[ВЫБРАННЫЙ ОТРЫВОК]

Стоит ли провести жизнь в вечном недовольстве собой? Если любовь – дар, который удерживают немногие, то, по крайней мере, разум – привилегия большинства. Разум говорит просто: не убивай, не прелюбодействуй, не кради и т. д. Жизнь в разуме – непрерывное внимание, выполнены ли его требования.
И вот когда он терпит поражение, ему остается последний спасительный ход: увести своего обладателя от людей (и значит – от проявления нелюбви, «забыть» свою нелюбовь).
Монашество может начинаться не с любви к Богу,
а с нелюбви к людям. Это разумное безрадостное монашество, которое, вероятно, не выдерживает слишком тяжёлых испытаний, но всё же это путь героев, которым надежда на просветление маячит, путь, где изнурением плоти, кажется, можно потрясти и преобразовать свою духовную основу и возродить её для любви.
Человека можно охарактеризовать коротко.
Ч. попросил своего друга, летящего в другой город, передать важное письмо, от которого зависела карьера Ч. Получив известие об авиакатастрофе и гибели друга, Ч. подумал: «Боже! Моё письмо!» – и только потом попытался устыдиться этой мысли.
У неё не тело, а полный Кранах.
Основа писательства – трезвость. Средства достижения, однако, могут быть совершенно «пьяные».
Очень точно применимы к этому размышления князя Мышкина перед припадком:
«Что же в том, что это болезнь? – решил он наконец, – какое до того дело, что это напряжение ненормальное, если самый результат, если минута ощущения, припоминаемая и рассматриваемая уже в здоровом состоянии, оказывается в высшей степени гармонией, красотой, даёт неслыханное и негаданное дотоле чувство полноты, меры, примирения и восторженного молитвенного слития с самым высшим синтезом жизни?»
Шарф «Айседора».
У него такая интонация… Что бы он ни сказал, какая бы это ни была резкость – он никогда не обидит. Он говорит, растягивая слова, словно испытывает
их мягкость. Вогнутой интонацией он как бы пытается
снять их шершавость.
Иногда мне кажется, что в нём одном жестокость выглядит как мягкая уклончивость и что только много страдающий человек обладает такой честной и точной приспособляемостью.
С. воображает предстоящий визит на день рождения и решает: я буду грустен.
Достоевский близок двадцатилетним. Пушкин «старше».
Достоевский описывает бездну, познаёт её. Пушкин – уже знает, подразумевает, незачем описывать. (То самое аристократическое и разночинное сознание.)
Нет ничего жальче и обиднее подлинного чувства, которое хочет, но не умеет себя выразить. «О, как ты обидна и недаровита!»
Этот фильм – видение режиссера. Свойства видения: его абсолютность или абсолютная закономерность, при том что движение закона – непредсказуемо. Просто подчиняешься ему, но сказать, в чём он состоит, – невозможно. И даже любая символическая трактовка всё более затемняет дело, связи рушатся.
Но как отказаться от понимания, от расшифровки, как не убить закон? Могу я смотреть и видеть?
Это видение подобно человеку, который не может никому объяснить феноменальность своей жизни – он жив, он сейчас и это. Но он отделён оболочкой, и за неё не пробиться.

[/ВЫБРАННЫЙ ОТРЫВОК]

Перескажите выбранный отрывок в трёх предложениях.

[ДАННЫЕ]

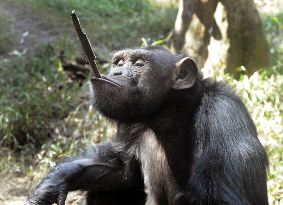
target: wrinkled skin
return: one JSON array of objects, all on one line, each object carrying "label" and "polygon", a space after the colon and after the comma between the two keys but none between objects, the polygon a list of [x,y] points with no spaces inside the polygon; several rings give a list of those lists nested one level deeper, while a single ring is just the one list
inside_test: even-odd
[{"label": "wrinkled skin", "polygon": [[88,205],[268,204],[266,153],[228,85],[156,46],[118,52],[102,76],[91,99],[117,133],[57,165],[26,205],[75,190]]}]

[/ДАННЫЕ]

__ОТВЕТ__
Жизнь в разуме определяется как непрерывное внимание к тому, выполнены ли его требования, а монашество, как сказано, может начинаться не с любви к Богу, а с нелюбви к людям. Основой писательства названа трезвость, хотя средства её достижения могут быть «пьяными»; Достоевский близок двадцатилетним, а Пушкин «старше», потому что уже знает то, что Достоевский описывает и познаёт. Фильм представлен как видение режиссёра, которому зритель просто подчиняется, но сказать, в чём состоит его закон, невозможно.